> **About this task**: Repeat each line of the material below exactly.

> **The data**:

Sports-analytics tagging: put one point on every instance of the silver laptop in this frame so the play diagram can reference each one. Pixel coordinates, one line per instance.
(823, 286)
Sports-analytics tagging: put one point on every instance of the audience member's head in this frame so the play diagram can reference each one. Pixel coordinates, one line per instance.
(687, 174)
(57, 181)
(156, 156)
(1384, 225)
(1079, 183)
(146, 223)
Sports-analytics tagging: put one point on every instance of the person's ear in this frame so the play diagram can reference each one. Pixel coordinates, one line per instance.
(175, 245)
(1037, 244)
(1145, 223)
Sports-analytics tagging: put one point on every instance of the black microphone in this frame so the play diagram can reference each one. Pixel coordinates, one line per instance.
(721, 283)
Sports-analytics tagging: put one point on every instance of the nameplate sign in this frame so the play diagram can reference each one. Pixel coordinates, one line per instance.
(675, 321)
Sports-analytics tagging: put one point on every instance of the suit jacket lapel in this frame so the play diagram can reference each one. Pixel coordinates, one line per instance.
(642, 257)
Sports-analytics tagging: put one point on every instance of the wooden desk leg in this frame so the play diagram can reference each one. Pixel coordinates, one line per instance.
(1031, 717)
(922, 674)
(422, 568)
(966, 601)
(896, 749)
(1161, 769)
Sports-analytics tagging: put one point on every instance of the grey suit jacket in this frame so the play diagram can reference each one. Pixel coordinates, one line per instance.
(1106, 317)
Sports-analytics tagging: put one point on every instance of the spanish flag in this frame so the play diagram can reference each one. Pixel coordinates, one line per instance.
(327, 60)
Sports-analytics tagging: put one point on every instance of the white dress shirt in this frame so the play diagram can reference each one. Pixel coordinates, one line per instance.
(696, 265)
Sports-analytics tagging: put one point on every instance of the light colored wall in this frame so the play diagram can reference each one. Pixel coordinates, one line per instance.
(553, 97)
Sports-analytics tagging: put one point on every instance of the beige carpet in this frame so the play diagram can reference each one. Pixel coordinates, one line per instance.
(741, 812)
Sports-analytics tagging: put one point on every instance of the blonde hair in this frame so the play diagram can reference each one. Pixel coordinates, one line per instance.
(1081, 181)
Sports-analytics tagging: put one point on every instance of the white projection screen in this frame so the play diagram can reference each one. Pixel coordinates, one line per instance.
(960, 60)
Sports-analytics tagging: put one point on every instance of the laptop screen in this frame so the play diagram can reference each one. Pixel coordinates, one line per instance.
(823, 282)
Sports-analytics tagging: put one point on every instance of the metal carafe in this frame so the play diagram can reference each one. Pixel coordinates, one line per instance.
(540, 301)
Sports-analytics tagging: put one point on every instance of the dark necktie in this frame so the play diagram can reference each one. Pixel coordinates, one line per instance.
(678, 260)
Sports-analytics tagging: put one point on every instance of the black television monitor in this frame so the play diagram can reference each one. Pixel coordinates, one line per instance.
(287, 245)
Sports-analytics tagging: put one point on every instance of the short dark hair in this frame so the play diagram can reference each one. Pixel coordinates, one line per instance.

> **Output for this task**:
Sports-analytics tagging: put one point on every instance of the silver laptop in this frame so the play diagram can reference each one. Pixel coordinates, one line per instance.
(823, 286)
Sports-analytics tagging: put one point on every instance of the audience member's head in this frame so the play diagram can reference each one. Pixel coordinates, one line per instance.
(687, 174)
(57, 181)
(156, 156)
(1384, 225)
(1079, 183)
(146, 223)
Sports-analytics tagging: put one point on every instance of the person's ear in this frame so the play diagram can reference each one. Pixel coordinates, one line per instance.
(175, 245)
(1037, 244)
(1145, 223)
Sports-analytics tagging: put one point on every instance of the black microphone in this frame so the play diagram can reference each one. Pixel coordinates, one line per instance.
(721, 283)
Sports-analytics tagging: put one point on every instance of the nameplate sign in this frame so the play diagram can reference each one. Pixel coordinates, one line per instance.
(675, 321)
Sports-analytics tagging: put one point on every instance of the suit jacket lapel in this frame so the play diagram can reference each one. Pixel coordinates, one line per instance.
(642, 257)
Sports-analytics tagging: put one point on every instance of the wooden desk leg in this frame so the play diagram can reference each one. Pixel coordinates, one line per instance.
(1031, 717)
(922, 674)
(422, 568)
(966, 601)
(896, 749)
(1161, 769)
Sports-analytics tagging: put one point on every instance of the grey suit jacket in this frame so the play diagram can reference each one. Pixel coordinates, one line per instance.
(1106, 317)
Sports-analytics tagging: put one point on every instance of the spanish flag in this frame so the play diagram can reference each one. Pixel coordinates, one line per instance.
(327, 60)
Sports-analytics tagging: put one point on every instance of the white dress shirt in this frame so the play diagram can reference each one. Pixel coordinates, one line per instance.
(696, 265)
Sports-analytics tagging: put one point on every instance of the light colored wall in this frame so the play diagram can reference each one. Pixel coordinates, one line per instance.
(553, 97)
Sports-analytics tagging: put one point on every instance of the beige carpet in this frame so the play diagram can reference each one. Pixel coordinates, one line per instance.
(741, 812)
Sports-analytics tagging: put one point on every instance of the blonde hair in this frame so the play diagram can reference each one. Pixel coordinates, one line per instance.
(1081, 181)
Sports-analytics tagging: put one point on every instance of the white projection screen in this frame so the play diagram can reference each one. Pixel coordinates, one line per instance.
(960, 60)
Sports-analytics tagging: put one point on every instance of the laptop screen in this frame so the play diagram can reference each one. Pixel coordinates, one line per instance.
(823, 282)
Sports-analytics tagging: put one point on every instance of the metal carafe in this frame so the play diagram can reference each one. Pixel coordinates, one line per instance.
(540, 301)
Sports-analytics tagging: put one point on every instance of the dark necktie in this frame so the play diagram can reference each one. Pixel coordinates, one line per instance.
(678, 260)
Sports-analytics tagging: put one point on every instance of the black television monitor in this frame so the play diagram can reference each one. Pixel coordinates, one line per instance.
(287, 245)
Sports-analytics tagging: put one point on every instance of the short dark hair in this frame so the play diagram can reference each one. Pixel coordinates, one line per instance.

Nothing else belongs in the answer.